▶ [Bloque de texto]:
Pero hablaba yo de la muerte
voluntaria como tema literario. En las primeras semanas, Réquiem por un suicida ocupó en México uno de los primeros lugares
de ventas, en mi haber, modesta hazaña que sólo he logrado en 1971 con El gran solitario de Palacio. En esos días me tocó dar
varias lecturas, entre ellas, una en el Club de Industriales, otra más en la
delegación Iztacalco. En el primer sitio, una señora dedicada a los negocios se
acercó y me dijo, mostrándome un ejemplar de la novela: “No sabe usted el
alivio que me trajo su libro. Mi hija se suicidó y en su novela encontré
palabras de amor para la muerte. No debe ser tan terrible si alguien puede
enamorarse de ella”. Mientras aquella mujer atribulada hablaba, yo estaba
sorprendido de que la literatura sirviera de consuelo. En efecto, yo no trato
mal a la muerte, hablo de sus discutibles virtudes y, al contrario de la
mayoría, escribo de la belleza que puede significar la muerte, en particular la
voluntaria (asistida o no), si existen razones poderosas, enfermedades
terminales, por ejemplo.
En Iztacalco, un público
afectuoso me recibió. Durante las preguntas y respuestas, una mujer joven me
preguntó, en clara alusión a Réquiem, si yo
amaba o le temía a la muerte. Le dije con absoluta sinceridad que le temía y la
detestaba. A mí, como a mi amigo el poeta Marco Antonio Montes de Oca,
me gustaría morir sólo por diez minutos. Al final de la plática, la mujer
insistió en el tema: ‘’Amo la muerte”. Y eso me dejó pensativo. Mi intención no
es invitar a nadie al suicidio. Trato, eso sí, de mostrar a un personaje
complejo, sensible y capaz de enamorarse de la muerte a pesar de tener éxito y
carecer de males físicos y mentales. ¿Por qué temerle si es algo natural, como
el nacimiento, o quizá pueda ser la respuesta sensata a una vida atribulada?

(Fragmentos de datos)
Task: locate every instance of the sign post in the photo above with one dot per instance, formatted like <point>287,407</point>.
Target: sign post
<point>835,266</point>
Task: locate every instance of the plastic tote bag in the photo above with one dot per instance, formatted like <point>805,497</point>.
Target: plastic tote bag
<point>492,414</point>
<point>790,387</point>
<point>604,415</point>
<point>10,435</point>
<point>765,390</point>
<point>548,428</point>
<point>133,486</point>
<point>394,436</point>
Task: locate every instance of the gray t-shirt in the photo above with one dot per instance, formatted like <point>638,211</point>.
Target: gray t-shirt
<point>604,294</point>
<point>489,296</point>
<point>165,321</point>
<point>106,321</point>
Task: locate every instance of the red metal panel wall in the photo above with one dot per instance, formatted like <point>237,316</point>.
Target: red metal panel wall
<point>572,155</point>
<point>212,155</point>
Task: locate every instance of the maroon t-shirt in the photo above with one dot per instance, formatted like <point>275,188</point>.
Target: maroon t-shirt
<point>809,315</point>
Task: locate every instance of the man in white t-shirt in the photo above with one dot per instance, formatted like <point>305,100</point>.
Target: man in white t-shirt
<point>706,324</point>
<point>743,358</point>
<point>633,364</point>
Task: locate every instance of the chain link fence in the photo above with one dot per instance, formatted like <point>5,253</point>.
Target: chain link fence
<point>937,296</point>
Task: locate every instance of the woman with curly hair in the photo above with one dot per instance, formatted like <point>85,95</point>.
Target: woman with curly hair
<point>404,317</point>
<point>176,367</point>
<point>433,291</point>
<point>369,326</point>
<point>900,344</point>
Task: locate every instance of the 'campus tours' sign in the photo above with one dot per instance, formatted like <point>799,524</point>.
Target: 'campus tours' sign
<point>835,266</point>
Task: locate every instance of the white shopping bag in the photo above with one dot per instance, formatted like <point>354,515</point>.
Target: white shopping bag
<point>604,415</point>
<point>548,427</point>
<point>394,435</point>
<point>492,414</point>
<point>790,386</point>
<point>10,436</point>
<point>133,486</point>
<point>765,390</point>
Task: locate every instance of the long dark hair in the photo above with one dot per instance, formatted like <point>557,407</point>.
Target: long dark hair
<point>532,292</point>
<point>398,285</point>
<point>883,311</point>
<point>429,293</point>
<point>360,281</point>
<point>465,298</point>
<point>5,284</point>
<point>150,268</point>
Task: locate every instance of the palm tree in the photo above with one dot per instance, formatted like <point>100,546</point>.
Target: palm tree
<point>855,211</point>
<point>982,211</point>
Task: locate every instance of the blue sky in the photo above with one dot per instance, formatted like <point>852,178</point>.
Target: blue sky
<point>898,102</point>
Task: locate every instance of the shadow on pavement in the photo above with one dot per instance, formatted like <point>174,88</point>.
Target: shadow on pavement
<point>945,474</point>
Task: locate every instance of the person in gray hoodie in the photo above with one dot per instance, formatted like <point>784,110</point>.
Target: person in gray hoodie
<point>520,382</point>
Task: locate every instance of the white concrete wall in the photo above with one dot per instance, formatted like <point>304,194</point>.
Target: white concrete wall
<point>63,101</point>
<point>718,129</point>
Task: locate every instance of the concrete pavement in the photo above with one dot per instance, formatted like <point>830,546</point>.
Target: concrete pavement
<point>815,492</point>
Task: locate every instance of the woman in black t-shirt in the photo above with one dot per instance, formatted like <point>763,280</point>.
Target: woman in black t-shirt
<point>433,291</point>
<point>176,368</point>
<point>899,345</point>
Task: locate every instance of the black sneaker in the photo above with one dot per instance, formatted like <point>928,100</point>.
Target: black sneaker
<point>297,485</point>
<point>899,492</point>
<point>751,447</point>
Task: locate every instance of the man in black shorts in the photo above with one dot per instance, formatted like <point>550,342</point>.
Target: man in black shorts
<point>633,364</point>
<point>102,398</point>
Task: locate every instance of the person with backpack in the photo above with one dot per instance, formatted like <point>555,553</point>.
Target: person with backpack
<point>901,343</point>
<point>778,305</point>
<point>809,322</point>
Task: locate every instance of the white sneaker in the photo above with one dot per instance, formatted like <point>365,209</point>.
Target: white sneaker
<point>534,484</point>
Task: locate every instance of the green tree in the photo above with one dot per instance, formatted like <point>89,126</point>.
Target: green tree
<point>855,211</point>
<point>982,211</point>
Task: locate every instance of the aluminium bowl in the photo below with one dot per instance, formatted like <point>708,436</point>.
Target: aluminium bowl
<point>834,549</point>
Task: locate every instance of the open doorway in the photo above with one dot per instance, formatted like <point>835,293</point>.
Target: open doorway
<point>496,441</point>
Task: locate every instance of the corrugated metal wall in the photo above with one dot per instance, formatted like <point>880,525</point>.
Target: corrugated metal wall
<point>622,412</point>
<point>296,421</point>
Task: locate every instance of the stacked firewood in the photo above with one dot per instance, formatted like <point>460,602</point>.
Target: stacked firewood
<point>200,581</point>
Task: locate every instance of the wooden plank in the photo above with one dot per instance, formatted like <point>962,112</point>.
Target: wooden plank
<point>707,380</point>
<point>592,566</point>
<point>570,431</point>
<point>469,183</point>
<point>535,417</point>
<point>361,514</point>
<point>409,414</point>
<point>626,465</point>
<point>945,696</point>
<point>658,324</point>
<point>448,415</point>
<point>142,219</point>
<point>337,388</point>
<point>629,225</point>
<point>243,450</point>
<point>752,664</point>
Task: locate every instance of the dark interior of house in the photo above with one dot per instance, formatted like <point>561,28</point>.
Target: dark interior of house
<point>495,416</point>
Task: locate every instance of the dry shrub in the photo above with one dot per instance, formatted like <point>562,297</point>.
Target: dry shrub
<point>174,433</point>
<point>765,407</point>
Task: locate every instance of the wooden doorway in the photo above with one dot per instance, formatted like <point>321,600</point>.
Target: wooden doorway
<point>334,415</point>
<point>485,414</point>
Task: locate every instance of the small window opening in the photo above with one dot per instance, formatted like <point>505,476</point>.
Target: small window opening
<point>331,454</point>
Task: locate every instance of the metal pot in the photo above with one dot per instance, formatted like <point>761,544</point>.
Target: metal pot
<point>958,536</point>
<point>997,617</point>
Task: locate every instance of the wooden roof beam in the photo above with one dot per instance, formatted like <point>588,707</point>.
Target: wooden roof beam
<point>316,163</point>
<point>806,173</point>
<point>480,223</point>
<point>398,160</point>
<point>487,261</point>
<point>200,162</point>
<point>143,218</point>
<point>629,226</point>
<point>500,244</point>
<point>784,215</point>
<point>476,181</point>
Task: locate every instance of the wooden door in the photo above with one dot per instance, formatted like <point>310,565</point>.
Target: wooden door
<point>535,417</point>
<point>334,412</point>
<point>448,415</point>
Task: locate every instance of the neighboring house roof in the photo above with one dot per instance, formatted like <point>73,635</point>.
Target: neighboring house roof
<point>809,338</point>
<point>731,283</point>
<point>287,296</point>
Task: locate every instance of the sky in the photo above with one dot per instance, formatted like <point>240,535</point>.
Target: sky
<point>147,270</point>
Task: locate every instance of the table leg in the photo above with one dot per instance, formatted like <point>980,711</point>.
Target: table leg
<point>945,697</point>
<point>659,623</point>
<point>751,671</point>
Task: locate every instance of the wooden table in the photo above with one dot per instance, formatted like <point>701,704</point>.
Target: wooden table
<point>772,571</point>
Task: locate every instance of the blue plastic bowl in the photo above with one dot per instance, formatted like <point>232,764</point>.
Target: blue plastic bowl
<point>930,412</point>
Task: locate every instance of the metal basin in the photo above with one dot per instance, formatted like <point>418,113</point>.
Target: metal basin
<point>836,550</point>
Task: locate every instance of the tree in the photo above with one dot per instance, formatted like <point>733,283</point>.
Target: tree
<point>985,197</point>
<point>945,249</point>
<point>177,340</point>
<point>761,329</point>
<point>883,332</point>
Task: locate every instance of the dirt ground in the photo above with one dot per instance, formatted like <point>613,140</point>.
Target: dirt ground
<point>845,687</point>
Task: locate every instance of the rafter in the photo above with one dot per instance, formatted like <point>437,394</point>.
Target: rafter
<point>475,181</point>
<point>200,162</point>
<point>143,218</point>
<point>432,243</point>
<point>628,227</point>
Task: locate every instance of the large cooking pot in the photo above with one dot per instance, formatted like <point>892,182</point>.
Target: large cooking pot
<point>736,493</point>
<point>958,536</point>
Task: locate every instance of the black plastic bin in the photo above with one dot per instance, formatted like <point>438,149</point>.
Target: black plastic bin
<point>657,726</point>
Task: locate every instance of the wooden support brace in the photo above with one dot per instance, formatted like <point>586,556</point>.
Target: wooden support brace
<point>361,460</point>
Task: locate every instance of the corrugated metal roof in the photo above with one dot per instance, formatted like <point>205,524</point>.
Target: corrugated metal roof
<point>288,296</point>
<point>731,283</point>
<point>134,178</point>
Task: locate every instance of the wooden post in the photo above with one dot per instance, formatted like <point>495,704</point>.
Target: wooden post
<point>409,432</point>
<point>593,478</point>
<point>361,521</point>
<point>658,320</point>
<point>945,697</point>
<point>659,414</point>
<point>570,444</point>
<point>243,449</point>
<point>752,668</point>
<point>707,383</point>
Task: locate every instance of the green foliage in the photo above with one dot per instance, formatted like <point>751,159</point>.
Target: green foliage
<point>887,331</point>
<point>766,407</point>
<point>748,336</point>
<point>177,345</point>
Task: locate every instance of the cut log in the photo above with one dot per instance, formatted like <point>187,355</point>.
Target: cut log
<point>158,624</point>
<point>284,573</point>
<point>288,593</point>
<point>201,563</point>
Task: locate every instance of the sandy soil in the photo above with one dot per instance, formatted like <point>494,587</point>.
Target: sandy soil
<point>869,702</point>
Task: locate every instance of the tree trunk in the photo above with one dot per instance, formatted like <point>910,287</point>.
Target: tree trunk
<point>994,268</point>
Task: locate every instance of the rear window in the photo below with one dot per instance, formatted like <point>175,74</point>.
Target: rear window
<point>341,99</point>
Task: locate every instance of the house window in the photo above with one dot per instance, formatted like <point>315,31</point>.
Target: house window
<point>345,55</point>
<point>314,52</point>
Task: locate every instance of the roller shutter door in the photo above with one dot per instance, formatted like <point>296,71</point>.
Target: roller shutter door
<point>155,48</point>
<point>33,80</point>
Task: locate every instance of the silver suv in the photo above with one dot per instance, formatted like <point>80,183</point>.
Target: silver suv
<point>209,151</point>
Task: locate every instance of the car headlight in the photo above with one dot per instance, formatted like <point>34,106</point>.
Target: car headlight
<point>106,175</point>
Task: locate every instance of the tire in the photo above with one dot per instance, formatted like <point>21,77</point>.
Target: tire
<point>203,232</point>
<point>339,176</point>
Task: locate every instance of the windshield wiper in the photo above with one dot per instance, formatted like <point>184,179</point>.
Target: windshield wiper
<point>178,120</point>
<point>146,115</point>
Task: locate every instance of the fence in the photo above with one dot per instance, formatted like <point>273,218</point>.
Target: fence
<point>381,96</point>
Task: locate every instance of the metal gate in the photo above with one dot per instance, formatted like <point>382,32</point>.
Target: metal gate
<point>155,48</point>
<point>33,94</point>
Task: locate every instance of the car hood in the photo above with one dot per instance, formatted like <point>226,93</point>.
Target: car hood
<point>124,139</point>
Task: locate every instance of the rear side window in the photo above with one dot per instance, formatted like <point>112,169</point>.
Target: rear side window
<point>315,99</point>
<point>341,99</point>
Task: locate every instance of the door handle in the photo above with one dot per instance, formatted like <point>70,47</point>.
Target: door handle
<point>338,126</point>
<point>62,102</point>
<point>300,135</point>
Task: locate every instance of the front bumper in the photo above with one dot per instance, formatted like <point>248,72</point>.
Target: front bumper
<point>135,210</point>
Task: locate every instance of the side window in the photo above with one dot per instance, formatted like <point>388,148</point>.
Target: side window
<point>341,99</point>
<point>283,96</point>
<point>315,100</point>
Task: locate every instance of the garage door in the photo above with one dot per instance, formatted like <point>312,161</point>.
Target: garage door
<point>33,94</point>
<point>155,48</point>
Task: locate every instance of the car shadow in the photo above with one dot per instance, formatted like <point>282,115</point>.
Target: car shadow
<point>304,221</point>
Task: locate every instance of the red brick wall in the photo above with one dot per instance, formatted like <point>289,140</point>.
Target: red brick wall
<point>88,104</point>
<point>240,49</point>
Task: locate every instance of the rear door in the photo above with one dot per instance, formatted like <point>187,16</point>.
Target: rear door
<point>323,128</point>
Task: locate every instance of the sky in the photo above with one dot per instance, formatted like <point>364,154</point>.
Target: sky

▶ [Qué hacer]:
Reproduce sin cambios el pasaje del texto sobre la muerte voluntaria que comienza con las palabras que contienen "En Iztacalco, un" y termina con "una vida atribulada?".

▶ [Resultado esperado]:
En Iztacalco, un público
afectuoso me recibió. Durante las preguntas y respuestas, una mujer joven me
preguntó, en clara alusión a Réquiem, si yo
amaba o le temía a la muerte. Le dije con absoluta sinceridad que le temía y la
detestaba. A mí, como a mi amigo el poeta Marco Antonio Montes de Oca,
me gustaría morir sólo por diez minutos. Al final de la plática, la mujer
insistió en el tema: ‘’Amo la muerte”. Y eso me dejó pensativo. Mi intención no
es invitar a nadie al suicidio. Trato, eso sí, de mostrar a un personaje
complejo, sensible y capaz de enamorarse de la muerte a pesar de tener éxito y
carecer de males físicos y mentales. ¿Por qué temerle si es algo natural, como
el nacimiento, o quizá pueda ser la respuesta sensata a una vida atribulada?